From 5509a5d27b971a90b940e148ca9ca53312e4fa7a Mon Sep 17 00:00:00 2001
From: Dave Hansen <dave@linux.vnet.ibm.com>
Date: Thu, 3 Apr 2014 14:48:19 -0700
Subject: drop_caches: add some documentation and info message

There is plenty of anecdotal evidence and a load of blog posts
suggesting that using "drop_caches" periodically keeps your system
running in "tip top shape".  Perhaps adding some kernel documentation
will increase the amount of accurate data on its use.

If we are not shrinking caches effectively, then we have real bugs.
Using drop_caches will simply mask the bugs and make them harder to
find, but certainly does not fix them, nor is it an appropriate
"workaround" to limit the size of the caches.  On the contrary, there
have been bug reports on issues that turned out to be misguided use of
cache dropping.

Dropping caches is a very drastic and disruptive operation that is good
for debugging and running tests, but if it creates bug reports from
production use, kernel developers should be aware of its use.

Add a bit more documentation about it, a syslog message to track down
abusers, and vmstat drop counters to help analyze problem reports.

[akpm@linux-foundation.org: checkpatch fixes]
[hannes@cmpxchg.org: add runtime suppression control]
Signed-off-by: Dave Hansen <dave@linux.vnet.ibm.com>
Signed-off-by: Michal Hocko <mhocko@suse.cz>
Acked-by: KOSAKI Motohiro <kosaki.motohiro@jp.fujitsu.com>
Acked-by: KAMEZAWA Hiroyuki <kamezawa.hiroyu@jp.fujitsu.com>
Signed-off-by: Johannes Weiner <hannes@cmpxchg.org>
Signed-off-by: Andrew Morton <akpm@linux-foundation.org>
Signed-off-by: Linus Torvalds <torvalds@linux-foundation.org>
---
 Documentation/sysctl/vm.txt   | 33 +++++++++++++++++++++++++++------
 fs/drop_caches.c              | 16 ++++++++++++++--
 include/linux/vm_event_item.h |  1 +
 kernel/sysctl.c               |  4 ++--
 mm/vmstat.c                   |  3 +++
 5 files changed, 47 insertions(+), 10 deletions(-)

● **Requirements**
**1.** What three additions does the drop_caches patch say it makes?
**2.** Write the next part of the drop_caches patch, picking up after its last line.

● **Raw data**
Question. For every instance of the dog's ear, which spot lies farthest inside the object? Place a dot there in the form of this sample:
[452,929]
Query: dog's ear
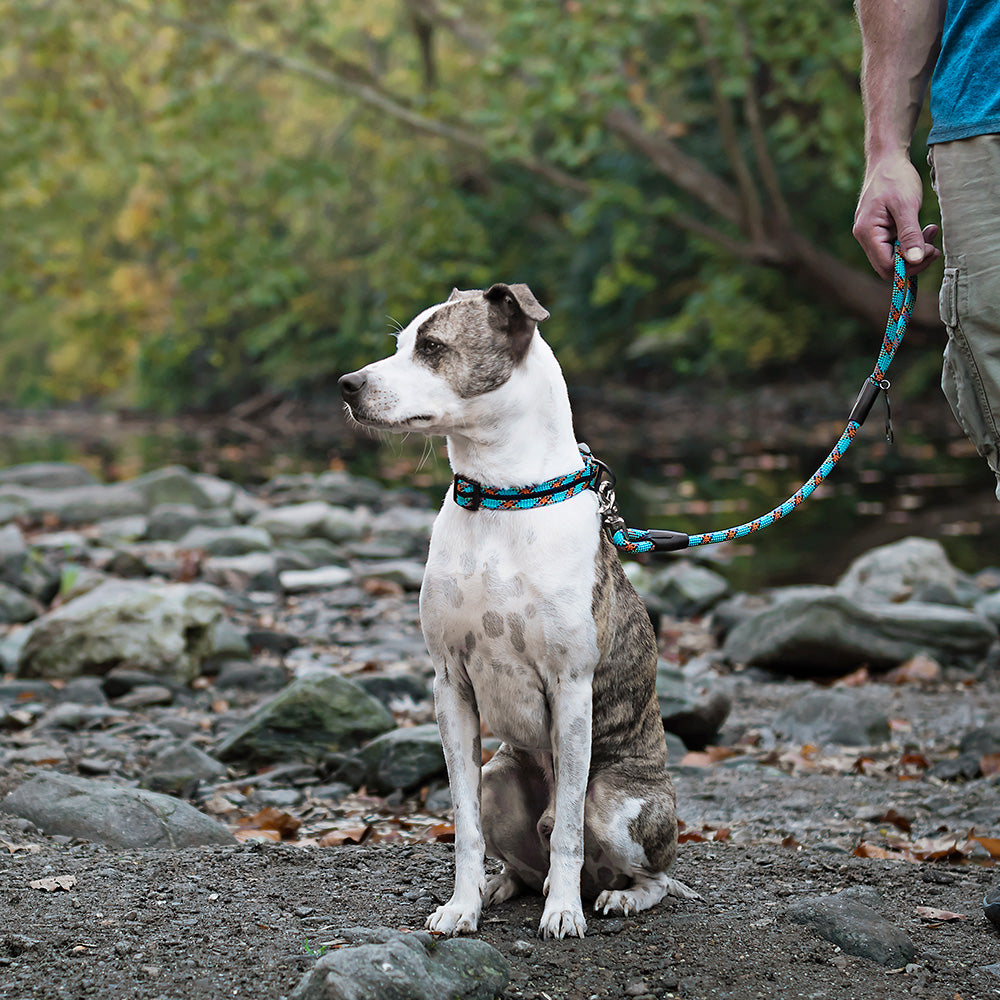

● **Expected responses**
**1.** More documentation about drop_caches, a syslog message to track down abusers, and vmstat drop counters to help analyze problem reports.

**2.**
(limited to 'kernel/sysctl.c')

diff --git a/Documentation/sysctl/vm.txt b/Documentation/sysctl/vm.txt
index d614a9b6a28..dd9d0e33b44 100644
--- a/Documentation/sysctl/vm.txt
+++ b/Documentation/sysctl/vm.txt
@@ -175,18 +175,39 @@ Setting this to zero disables periodic writeback altogether.
 
 drop_caches
 
-Writing to this will cause the kernel to drop clean caches, dentries and
-inodes from memory, causing that memory to become free.
+Writing to this will cause the kernel to drop clean caches, as well as
+reclaimable slab objects like dentries and inodes.  Once dropped, their
+memory becomes free.
 
 To free pagecache:
 	echo 1 > /proc/sys/vm/drop_caches
-To free dentries and inodes:
+To free reclaimable slab objects (includes dentries and inodes):
 	echo 2 > /proc/sys/vm/drop_caches
-To free pagecache, dentries and inodes:
+To free slab objects and pagecache:
 	echo 3 > /proc/sys/vm/drop_caches
 
-As this is a non-destructive operation and dirty objects are not freeable, the
-user should run `sync' first.
+This is a non-destructive operation and will not free any dirty objects.
+To increase the number of objects freed by this operation, the user may run
+`sync' prior to writing to /proc/sys/vm/drop_caches.  This will minimize the
+number of dirty objects on the system and create more candidates to be
+dropped.
+
+This file is not a means to control the growth of the various kernel caches
+(inodes, dentries, pagecache, etc...)  These objects are automatically
+reclaimed by the kernel when memory is needed elsewhere on the system.
+
+Use of this file can cause performance problems.  Since it discards cached
+objects, it may cost a significant amount of I/O and CPU to recreate the
+dropped objects, especially if they were under heavy use.  Because of this,
+use outside of a testing or debugging environment is not recommended.
+
+You may see informational messages in your kernel log when this file is
+used:
+
+	cat (1234): drop_caches: 3
+
+These are informational only.  They do not mean that anything is wrong
+with your system.  To disable them, echo 4 (bit 3) into drop_caches.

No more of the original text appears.